(Записи разметки ключевых точек)
◇ ◇ ◇ ◇ ◇ ◇ ◇

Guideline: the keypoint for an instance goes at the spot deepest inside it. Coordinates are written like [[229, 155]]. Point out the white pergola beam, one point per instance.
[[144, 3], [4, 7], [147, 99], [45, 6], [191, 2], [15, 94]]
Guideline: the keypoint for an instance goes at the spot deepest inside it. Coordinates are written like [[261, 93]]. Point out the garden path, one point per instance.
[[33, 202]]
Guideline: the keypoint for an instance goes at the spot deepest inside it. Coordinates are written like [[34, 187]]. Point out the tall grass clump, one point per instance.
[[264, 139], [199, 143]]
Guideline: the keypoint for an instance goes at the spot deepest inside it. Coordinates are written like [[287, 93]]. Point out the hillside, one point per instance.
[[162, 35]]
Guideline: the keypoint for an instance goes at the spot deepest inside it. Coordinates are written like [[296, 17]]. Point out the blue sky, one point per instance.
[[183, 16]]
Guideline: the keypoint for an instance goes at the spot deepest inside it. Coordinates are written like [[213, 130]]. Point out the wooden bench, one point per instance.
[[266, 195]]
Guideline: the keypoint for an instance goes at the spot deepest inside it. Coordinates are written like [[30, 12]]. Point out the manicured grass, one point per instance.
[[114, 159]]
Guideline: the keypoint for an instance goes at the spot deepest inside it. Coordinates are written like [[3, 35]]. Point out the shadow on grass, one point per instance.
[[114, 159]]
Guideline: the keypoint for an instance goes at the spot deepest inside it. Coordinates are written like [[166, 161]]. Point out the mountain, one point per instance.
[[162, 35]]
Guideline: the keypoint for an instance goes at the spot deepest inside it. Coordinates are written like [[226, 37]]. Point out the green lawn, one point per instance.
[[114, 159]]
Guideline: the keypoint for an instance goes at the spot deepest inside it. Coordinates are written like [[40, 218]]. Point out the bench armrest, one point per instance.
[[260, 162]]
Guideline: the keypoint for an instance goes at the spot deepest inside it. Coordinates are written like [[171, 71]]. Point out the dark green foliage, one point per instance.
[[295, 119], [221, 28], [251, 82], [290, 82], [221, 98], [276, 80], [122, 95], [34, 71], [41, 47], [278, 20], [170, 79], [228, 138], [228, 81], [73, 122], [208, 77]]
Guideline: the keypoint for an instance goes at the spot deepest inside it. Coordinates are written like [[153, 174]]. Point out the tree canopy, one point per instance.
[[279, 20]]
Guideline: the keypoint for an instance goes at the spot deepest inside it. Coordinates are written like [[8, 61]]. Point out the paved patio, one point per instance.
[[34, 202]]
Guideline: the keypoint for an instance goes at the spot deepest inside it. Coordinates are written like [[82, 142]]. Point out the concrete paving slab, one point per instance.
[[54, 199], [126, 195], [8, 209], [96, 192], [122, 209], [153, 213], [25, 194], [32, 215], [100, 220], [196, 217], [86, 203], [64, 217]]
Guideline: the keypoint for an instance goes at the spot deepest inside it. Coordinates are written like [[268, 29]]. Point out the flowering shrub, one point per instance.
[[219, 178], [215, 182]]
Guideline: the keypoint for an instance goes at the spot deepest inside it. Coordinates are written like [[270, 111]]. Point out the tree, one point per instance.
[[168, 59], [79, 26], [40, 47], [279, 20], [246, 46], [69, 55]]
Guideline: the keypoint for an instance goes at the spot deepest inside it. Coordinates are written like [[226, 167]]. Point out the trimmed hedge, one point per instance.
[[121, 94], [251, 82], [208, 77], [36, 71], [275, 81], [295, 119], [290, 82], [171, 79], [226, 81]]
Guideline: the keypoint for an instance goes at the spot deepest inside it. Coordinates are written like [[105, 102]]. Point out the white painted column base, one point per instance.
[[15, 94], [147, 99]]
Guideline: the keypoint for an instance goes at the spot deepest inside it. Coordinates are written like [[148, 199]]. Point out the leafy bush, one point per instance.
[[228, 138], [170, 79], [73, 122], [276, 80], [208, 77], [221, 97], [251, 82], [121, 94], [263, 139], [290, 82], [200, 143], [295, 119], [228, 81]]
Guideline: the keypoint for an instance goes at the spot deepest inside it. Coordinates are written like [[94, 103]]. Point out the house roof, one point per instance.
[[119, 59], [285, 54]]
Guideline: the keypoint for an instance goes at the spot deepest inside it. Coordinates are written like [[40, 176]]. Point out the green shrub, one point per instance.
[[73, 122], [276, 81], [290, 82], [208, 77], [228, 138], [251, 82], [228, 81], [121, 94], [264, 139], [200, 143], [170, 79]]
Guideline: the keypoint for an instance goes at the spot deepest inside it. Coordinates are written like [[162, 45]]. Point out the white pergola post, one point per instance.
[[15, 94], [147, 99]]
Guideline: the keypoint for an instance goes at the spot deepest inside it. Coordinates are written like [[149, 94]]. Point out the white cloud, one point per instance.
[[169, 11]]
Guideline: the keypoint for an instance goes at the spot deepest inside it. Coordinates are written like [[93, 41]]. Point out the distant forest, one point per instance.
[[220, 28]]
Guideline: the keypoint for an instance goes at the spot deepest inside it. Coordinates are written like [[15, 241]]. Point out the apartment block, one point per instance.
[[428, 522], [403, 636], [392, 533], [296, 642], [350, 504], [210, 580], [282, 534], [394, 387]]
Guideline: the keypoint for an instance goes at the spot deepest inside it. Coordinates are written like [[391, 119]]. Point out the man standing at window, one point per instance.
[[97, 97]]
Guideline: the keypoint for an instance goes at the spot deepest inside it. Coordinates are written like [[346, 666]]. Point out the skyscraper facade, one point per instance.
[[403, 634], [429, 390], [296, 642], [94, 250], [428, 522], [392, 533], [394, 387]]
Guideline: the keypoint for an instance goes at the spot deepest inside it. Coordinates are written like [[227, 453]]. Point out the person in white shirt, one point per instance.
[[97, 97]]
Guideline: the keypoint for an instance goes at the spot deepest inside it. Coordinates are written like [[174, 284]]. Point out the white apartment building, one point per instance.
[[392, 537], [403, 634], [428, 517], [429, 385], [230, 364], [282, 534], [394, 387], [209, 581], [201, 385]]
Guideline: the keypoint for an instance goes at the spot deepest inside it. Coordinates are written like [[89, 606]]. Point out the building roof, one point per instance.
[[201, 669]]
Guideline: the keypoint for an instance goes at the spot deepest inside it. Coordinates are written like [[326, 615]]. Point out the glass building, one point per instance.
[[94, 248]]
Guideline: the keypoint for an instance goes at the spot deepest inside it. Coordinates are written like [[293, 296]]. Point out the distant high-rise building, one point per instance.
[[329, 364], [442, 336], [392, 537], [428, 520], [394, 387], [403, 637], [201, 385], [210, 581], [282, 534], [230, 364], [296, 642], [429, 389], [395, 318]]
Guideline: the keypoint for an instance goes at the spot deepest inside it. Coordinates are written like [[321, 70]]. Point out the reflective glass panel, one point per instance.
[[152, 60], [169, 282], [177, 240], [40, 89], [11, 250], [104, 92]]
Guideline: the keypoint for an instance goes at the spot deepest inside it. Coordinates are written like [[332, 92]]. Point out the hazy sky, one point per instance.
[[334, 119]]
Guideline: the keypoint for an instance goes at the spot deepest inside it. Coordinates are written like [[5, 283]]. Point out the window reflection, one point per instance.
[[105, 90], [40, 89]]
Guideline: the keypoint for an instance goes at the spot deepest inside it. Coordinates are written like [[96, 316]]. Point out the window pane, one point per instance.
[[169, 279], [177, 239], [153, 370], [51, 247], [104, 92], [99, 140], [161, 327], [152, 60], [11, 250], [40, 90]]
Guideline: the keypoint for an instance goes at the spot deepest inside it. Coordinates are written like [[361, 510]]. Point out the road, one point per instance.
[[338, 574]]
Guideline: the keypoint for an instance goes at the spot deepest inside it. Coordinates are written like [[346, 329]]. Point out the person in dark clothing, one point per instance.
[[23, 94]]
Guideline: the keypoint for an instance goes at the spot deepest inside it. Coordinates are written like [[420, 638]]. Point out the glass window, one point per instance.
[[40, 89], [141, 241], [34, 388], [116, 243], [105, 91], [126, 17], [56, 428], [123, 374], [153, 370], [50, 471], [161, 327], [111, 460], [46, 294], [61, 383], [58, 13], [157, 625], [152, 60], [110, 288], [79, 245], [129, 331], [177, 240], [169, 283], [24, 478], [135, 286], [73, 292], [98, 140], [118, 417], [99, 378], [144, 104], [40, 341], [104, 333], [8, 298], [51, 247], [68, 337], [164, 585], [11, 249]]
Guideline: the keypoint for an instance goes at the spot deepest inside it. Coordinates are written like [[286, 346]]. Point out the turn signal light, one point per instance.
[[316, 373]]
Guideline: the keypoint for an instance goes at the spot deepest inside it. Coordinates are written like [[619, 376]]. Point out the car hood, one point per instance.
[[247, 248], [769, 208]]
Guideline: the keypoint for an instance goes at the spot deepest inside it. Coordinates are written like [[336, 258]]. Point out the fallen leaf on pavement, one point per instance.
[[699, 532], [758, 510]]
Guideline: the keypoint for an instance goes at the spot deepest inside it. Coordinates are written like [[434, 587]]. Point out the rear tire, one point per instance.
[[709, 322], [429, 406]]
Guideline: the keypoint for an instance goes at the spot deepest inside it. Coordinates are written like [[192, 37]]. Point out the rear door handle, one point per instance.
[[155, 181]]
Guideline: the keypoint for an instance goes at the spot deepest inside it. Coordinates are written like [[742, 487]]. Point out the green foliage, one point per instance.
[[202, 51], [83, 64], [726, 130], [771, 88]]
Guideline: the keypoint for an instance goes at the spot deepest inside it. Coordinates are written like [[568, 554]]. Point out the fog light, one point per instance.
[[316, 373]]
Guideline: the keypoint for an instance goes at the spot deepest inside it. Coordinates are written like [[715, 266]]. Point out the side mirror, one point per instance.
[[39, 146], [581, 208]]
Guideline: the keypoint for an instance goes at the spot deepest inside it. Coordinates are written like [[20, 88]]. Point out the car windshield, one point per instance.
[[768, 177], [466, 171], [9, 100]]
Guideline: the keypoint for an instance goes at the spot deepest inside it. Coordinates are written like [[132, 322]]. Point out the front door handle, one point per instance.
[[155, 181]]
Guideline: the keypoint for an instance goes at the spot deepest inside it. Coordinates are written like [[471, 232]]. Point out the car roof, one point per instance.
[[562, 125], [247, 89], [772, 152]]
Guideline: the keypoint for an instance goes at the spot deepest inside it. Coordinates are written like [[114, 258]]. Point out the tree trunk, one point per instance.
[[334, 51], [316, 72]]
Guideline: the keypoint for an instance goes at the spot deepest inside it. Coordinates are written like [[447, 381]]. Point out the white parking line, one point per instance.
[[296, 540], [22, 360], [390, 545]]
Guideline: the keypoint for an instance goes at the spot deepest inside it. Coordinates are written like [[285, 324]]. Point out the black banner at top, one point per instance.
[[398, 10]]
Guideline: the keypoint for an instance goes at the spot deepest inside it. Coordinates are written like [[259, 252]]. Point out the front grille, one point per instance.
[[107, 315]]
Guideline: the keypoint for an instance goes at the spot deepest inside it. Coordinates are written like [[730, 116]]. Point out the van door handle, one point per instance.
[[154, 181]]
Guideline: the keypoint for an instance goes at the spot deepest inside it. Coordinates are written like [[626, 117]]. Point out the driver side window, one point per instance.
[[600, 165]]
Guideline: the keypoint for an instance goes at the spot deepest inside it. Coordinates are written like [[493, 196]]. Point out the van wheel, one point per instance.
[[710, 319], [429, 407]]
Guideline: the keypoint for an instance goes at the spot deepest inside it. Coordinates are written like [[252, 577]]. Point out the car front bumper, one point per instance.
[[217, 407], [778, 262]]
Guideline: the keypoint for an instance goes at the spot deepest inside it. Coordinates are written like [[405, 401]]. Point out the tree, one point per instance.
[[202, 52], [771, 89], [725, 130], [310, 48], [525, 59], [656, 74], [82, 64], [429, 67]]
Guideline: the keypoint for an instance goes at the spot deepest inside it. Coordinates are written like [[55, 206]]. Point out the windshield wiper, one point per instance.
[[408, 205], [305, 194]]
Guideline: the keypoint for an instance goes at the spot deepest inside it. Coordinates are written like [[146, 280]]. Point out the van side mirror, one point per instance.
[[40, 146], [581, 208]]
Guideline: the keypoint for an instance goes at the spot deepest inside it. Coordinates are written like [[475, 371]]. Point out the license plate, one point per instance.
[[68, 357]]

◇ ◇ ◇ ◇ ◇ ◇ ◇

_Задание_.
Перемасштабируйте материал от его начала до строки с «2], [15, 94]]» включительно. Приведите эти строки заново вместе с формулировками, умножив координаты точек в ответах на 2,25 и округлив до целых, половины вверх. Образцы координат в формулировках не меняйте.

_Ответ к заданию_.
Guideline: the keypoint for an instance goes at the spot deepest inside it. Coordinates are written like [[229, 155]]. Point out the white pergola beam, one point per instance.
[[324, 7], [9, 16], [331, 223], [101, 14], [430, 5], [34, 212]]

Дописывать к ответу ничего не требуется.